Print the records exactly as written, and let no picture into the answer.

Region pointing data
[Start of section]
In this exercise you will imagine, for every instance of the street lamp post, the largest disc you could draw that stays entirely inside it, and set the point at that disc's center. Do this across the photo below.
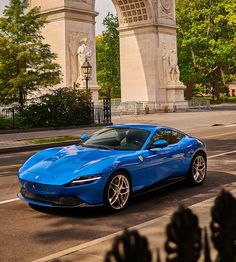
(86, 69)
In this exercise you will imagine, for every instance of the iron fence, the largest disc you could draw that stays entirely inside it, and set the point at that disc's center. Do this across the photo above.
(11, 118)
(8, 118)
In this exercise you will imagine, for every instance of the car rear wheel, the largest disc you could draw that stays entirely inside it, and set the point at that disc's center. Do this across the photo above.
(117, 191)
(198, 168)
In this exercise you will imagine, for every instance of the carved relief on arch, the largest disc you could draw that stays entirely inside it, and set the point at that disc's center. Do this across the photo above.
(75, 41)
(133, 11)
(167, 9)
(170, 66)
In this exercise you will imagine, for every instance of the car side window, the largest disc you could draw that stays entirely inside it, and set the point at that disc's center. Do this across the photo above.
(171, 136)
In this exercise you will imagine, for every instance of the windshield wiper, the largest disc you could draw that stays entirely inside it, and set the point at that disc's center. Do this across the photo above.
(98, 146)
(104, 147)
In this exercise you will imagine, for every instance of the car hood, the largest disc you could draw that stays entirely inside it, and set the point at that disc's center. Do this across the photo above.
(69, 163)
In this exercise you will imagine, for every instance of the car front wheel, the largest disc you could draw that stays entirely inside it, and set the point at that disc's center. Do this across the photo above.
(117, 191)
(198, 168)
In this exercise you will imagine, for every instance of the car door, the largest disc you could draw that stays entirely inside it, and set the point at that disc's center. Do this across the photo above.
(163, 163)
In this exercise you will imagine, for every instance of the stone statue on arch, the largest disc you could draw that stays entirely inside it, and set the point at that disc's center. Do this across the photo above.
(84, 53)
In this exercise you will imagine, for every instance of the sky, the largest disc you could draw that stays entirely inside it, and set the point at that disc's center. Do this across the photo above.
(103, 7)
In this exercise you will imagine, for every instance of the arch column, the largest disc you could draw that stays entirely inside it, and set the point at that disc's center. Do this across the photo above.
(70, 31)
(148, 50)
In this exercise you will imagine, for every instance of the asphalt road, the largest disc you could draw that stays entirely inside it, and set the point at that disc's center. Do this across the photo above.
(27, 234)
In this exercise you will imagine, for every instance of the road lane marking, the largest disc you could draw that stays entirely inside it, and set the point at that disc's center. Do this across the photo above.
(218, 135)
(10, 167)
(222, 154)
(9, 201)
(210, 157)
(97, 241)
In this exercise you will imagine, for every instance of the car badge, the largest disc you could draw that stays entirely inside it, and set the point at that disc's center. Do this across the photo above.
(140, 158)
[End of section]
* **Response to the exercise**
In this exercise you will imagine, for every instance of the street lamp post, the largest disc you could draw that stays entirely inside it, and set the point at that disc's center. Do this across the photo below.
(86, 69)
In this exercise you will imagine, for every instance of the iron fence, the largest disc you could draw that stays entirely inside it, and set the point at that disc's center. Do this across the photo above.
(11, 118)
(8, 118)
In this exercise you will imagine, for every instance of the car rear wheel, the largest disc you could draw that stays entirely inside it, and set the point at that disc's center. Do this across the photo above.
(117, 191)
(198, 168)
In this exercise you will imagine, for every instance of the carved relief on arch, the largest disc you could draw that stays entirely inside it, and set the point at that disc's center. Do this across the photo above.
(75, 41)
(133, 11)
(167, 9)
(170, 66)
In this exercise you will imagine, for every instance of the car side window, the largest disc you could draw that stays entirely inside it, and set the point at that disc's center. Do this across the photo above.
(171, 136)
In this exercise you will imagine, for every instance of the windshield wiper, the largest disc you could draw that stays entirely inside it, and set the point at that disc's center. Do this across the photo above.
(98, 146)
(104, 147)
In this exercise you will imagine, for every instance of the car hood, the largest disc you could draw that stays entirely inside it, and set the point at that disc's center. Do this across the photo above.
(69, 163)
In this exercise you will imagine, for every instance of the car front wheel, the largest disc you could draw that stays entirely inside it, and set the point at that disc's center. Do this across the photo above.
(117, 191)
(198, 168)
In this exercise you will imagine, for every instance of the car door, the largest disc you could draw that stays entirely inside it, and set the point at that disc's center. Do this across the photo above.
(163, 163)
In this exercise you will imagine, for every instance of the stone statue on arch, the largest disc you could draw that stays entirely inside it, and set the point at that disc's center. Do this across the photo above.
(84, 53)
In this exercise you will imagine, for every instance of the sky, the largest disc you could draw that stays entirely inside it, and set the point at that disc's center. Do this across the photo above.
(103, 7)
In this exercise you will imagine, for every instance of the arch column, the largest disc you could draw that stays entirely inside it, and set the point at that disc's center. Do this across the photo above.
(70, 31)
(148, 50)
In this exercise you will imagine, for every instance of the asphalt road, the largest disc you could draw that stays entirely inside it, and set the point at that disc's center. Do this across the photo above.
(27, 234)
In this exercise you will imagine, for every instance of the road lane marking, the largest disc you could draw that stays entirely inside it, and set the point at that disc's center. Do this across the photo above.
(218, 135)
(10, 167)
(222, 154)
(9, 201)
(210, 157)
(97, 241)
In this exercise you will imagine, for every instance of the car badge, the largest disc you could draw that stays entirely inside it, and set the point at that disc's center. Do this across the photo above.
(140, 158)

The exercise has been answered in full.